[DATA SHOWN Boundary: Start]
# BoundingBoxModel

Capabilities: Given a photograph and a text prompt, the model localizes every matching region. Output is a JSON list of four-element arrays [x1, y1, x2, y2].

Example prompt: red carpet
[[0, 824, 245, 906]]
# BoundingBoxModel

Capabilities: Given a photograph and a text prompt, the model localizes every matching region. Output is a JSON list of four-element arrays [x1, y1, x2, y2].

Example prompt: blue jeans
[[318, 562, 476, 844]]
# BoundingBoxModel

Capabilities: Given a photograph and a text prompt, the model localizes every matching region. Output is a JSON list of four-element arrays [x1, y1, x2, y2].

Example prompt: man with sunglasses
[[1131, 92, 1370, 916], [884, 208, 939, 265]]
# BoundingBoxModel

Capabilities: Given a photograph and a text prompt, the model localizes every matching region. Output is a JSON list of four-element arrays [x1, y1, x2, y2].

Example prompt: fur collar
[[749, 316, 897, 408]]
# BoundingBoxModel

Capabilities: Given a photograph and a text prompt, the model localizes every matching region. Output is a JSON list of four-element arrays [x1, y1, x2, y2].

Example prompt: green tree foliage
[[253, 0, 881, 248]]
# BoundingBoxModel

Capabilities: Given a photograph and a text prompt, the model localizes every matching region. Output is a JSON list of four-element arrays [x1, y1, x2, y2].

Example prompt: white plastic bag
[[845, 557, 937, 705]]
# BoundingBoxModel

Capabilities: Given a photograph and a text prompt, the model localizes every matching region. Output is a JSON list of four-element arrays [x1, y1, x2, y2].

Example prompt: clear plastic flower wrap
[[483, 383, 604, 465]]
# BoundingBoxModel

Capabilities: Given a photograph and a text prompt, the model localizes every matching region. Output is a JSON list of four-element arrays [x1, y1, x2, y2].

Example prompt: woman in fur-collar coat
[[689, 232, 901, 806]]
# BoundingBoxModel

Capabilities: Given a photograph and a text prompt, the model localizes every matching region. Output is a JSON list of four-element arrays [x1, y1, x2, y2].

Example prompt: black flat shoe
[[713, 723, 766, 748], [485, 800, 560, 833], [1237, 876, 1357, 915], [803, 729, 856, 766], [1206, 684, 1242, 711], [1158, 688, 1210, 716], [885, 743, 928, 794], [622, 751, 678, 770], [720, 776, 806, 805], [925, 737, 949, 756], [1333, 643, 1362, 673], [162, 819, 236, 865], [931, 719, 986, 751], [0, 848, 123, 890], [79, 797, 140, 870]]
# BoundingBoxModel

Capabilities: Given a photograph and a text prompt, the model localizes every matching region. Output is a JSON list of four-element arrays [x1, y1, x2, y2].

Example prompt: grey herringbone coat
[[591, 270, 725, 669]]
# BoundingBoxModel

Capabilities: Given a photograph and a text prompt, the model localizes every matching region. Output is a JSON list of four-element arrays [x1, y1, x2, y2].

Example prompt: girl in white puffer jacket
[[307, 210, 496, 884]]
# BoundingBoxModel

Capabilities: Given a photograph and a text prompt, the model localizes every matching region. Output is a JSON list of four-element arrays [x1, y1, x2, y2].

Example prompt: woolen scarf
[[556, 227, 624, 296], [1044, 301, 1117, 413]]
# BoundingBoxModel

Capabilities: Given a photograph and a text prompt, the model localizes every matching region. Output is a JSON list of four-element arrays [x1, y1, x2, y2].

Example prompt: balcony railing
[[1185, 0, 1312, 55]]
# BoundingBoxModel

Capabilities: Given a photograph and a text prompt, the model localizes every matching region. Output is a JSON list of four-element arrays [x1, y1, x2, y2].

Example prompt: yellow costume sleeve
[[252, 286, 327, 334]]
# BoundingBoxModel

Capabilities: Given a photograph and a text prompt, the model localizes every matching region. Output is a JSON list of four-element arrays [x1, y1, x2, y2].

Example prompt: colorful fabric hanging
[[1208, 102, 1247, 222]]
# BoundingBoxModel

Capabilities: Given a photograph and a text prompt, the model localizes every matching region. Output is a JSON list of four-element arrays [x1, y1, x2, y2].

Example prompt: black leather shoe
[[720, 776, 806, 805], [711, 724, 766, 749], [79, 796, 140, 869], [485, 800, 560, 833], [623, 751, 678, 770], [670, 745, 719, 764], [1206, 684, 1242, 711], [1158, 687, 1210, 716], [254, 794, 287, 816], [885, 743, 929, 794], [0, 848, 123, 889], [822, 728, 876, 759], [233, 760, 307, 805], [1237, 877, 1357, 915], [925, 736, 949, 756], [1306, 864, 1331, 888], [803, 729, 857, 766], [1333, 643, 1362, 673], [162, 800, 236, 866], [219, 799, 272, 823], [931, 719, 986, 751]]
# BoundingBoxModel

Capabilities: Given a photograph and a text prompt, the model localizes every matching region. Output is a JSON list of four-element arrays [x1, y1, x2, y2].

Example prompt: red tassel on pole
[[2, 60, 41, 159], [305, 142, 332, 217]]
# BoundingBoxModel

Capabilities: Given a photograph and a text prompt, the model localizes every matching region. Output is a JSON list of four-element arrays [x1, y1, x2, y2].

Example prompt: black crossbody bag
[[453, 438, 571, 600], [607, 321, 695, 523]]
[DATA SHOWN Boundary: End]
Exactly as written above, set down the whole listing again.

# BoundingBoxModel

Capabilities: Given a photograph and a text prompt, the model localizes every matching region. Output is a JSON list of four-element arrays [x1, y1, x2, y2].

Example prompt: red carpet
[[0, 824, 245, 906]]
# BoundingBoxModel

Capabilities: Given a photograph and a text prompt, the model localizes every matching region. Output is a JSON list of four-element arrays [x1, y1, x2, y2].

Example prompt: blue jeans
[[318, 562, 476, 844]]
# BoundingBoxModel

Capabilities: Given a photograph and a text prompt, the model localizes every matching region. Output is a JSON list of four-element arrays [x1, y1, x2, y2].

Example prompt: man with sunglasses
[[1131, 92, 1370, 916], [884, 208, 939, 265]]
# BoundingBoxModel

Capabilities: Given a photograph and a text prompt, the model localizes every matching region. Output is a JSON list of four-element arrays [x1, y1, x2, y2].

Example prompt: fur collar
[[749, 316, 897, 408]]
# BoundingBoxModel

Capabilities: Given a photograph and a text prompt, the model localizes every matching region. Output is a JSON list of four-element arrays [x1, y1, x2, y2].

Example prompt: green tree foliage
[[253, 0, 881, 248]]
# BoundingBoxModel

Capabilities: Given a photograph and a text prompt, the model localizes every matching region. Output is a JSON list of four-element arrays [x1, y1, x2, y2].

Example prompt: white plastic bag
[[845, 557, 937, 705]]
# BoundingBoxModel

Capabilities: Given a photograph and a text prompt, the model localizes every matching region. Output is a JSON list of four-element arrays [x1, y1, x2, y2].

Example prompt: clear plastic flower wrap
[[483, 383, 604, 465]]
# BoundingBoxModel

Capabilities: Given a photograph and a text prompt, the model localizes every matching region. Output is a JSON list of four-element arrays [x1, y1, x2, y2].

Example prompt: woman in fur-collar coat
[[689, 232, 901, 806]]
# BoundingBoxModel

Capabilities: Given a photograph and a text prompt, the model localizes every matching region. Output is a JSON list of four-element arrays [x1, y1, x2, y2].

Example prompt: black flat shoe
[[713, 723, 766, 748], [485, 800, 560, 833], [1237, 876, 1357, 915], [803, 729, 856, 766], [1206, 684, 1242, 711], [1158, 688, 1210, 716], [885, 743, 928, 794], [622, 751, 678, 770], [720, 776, 806, 805], [925, 737, 949, 756], [1333, 643, 1362, 673], [162, 819, 236, 865], [931, 719, 986, 751], [0, 848, 123, 890], [79, 797, 140, 870]]
# BoundingBoxModel

Capabilities: Given a photograph and a text prompt, the model localizes every matching region. Output is a JSON list of four-element arrays [x1, y1, x2, y2].

Example prompt: grey herringbone coat
[[591, 270, 725, 669]]
# BoundingBoxModel

Capabilities: Given a photograph and a text prompt, the model localizes every matching region. Output is a JSON list of four-element arrays [x1, y1, x2, y2].

Example prompt: girl in white puffer jacket
[[307, 210, 496, 884]]
# BoundingBoxModel

Capabilities: Given a photograph and a text prompt, the model localizes every matching region. Output is a JSON list of four-element arrays [x1, y1, x2, y2].

Example prompt: woolen scarf
[[556, 227, 624, 296], [1044, 301, 1117, 413]]
# BoundingBoxModel

Capabilities: Given a photograph and a text prompt, the model localizes every matching region. Output is a JSON list of four-element arrays [x1, y1, x2, y2].

Example prompt: balcony railing
[[1185, 0, 1312, 55]]
# BoundingBoxModel

Capabilities: Given a photograph and a text prompt, the model localizes every matching region. Output is a JSON list of four-element arrays [x1, y1, x2, y2].

Example prompt: yellow costume sleeve
[[252, 286, 327, 334]]
# BoundingBoxModel

Capabilities: Given a photograph and a text prompt, the model localizes every matching region. Output is a JSON list of four-element arrays [x1, y1, x2, y2].

Example prompt: colorful fabric hanging
[[1208, 102, 1247, 222]]
# BoundingBoxModel

Capabilities: Given a photograph and a text prompt, the model localizes every matching region. Output is a JSON list of four-element arrays [x1, y1, x2, y2].

Example prompt: black leather shoe
[[720, 776, 806, 805], [711, 724, 766, 749], [79, 796, 140, 869], [485, 800, 560, 833], [623, 751, 678, 770], [670, 745, 719, 764], [1206, 684, 1242, 711], [1158, 687, 1210, 716], [254, 794, 287, 816], [885, 743, 929, 794], [0, 848, 123, 889], [822, 728, 876, 759], [233, 760, 307, 805], [1237, 877, 1357, 915], [925, 736, 949, 756], [1306, 864, 1331, 888], [803, 729, 857, 766], [1333, 643, 1362, 673], [162, 800, 236, 866], [219, 799, 272, 823], [931, 719, 986, 751]]
# BoundingBoxModel

Capabilities: Given a photograph and a text prompt, the model localizes every matching region. Output is a JSON list of four-element arrays [x1, y1, x2, y2].

Example prompt: red tassel on pole
[[2, 60, 41, 159], [305, 142, 332, 217]]
# BoundingBoxModel

Capabilities: Given a photograph and a text prompt, the model localizes every matching region. Output is a JSON list of four-element arrays [x1, y1, x2, y2].

Example prompt: black crossbody bag
[[453, 438, 571, 600], [607, 321, 695, 523]]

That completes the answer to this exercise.